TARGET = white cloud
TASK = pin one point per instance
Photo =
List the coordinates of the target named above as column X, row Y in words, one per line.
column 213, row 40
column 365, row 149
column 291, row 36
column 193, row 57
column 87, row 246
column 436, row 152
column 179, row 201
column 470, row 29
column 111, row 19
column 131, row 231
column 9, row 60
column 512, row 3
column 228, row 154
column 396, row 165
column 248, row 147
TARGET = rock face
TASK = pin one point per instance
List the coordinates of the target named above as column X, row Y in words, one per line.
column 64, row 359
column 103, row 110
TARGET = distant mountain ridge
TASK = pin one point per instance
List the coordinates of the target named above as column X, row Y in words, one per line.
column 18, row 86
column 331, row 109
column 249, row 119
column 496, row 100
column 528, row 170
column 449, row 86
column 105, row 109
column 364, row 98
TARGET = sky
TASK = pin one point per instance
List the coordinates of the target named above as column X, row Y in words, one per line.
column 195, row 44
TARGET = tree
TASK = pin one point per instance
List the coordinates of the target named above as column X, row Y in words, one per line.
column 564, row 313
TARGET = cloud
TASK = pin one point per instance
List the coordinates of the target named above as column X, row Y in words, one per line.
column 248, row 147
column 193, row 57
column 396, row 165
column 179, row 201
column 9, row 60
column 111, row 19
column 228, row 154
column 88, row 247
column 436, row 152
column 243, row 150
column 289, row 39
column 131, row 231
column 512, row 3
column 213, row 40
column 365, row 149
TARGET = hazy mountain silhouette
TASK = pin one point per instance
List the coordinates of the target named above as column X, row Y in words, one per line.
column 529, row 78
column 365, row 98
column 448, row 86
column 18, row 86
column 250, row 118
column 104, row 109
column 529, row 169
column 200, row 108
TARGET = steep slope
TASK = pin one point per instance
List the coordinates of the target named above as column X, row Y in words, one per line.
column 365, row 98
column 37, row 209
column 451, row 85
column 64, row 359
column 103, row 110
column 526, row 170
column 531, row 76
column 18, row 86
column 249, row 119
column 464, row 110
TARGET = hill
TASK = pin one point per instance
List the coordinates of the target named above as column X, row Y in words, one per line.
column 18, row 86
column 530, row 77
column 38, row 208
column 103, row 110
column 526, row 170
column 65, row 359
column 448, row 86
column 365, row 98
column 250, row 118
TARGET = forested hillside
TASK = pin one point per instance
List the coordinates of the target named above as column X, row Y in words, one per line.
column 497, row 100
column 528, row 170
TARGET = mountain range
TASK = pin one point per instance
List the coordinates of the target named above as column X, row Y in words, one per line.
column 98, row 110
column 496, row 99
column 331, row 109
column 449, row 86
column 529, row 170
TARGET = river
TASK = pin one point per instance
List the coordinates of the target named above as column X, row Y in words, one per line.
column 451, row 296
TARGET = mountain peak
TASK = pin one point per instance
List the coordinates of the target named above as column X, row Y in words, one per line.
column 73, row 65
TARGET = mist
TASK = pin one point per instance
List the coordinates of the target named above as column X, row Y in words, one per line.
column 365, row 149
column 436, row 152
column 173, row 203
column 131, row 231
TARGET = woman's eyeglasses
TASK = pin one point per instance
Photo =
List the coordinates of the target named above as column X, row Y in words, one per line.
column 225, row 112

#####

Check every line of the data, and copy the ones that contain "mountain".

§ **REPLY**:
TARGET = distant mountain ridge
TARGET = hazy mountain silhouette
TARGET = mountain range
TARGET = mountain peak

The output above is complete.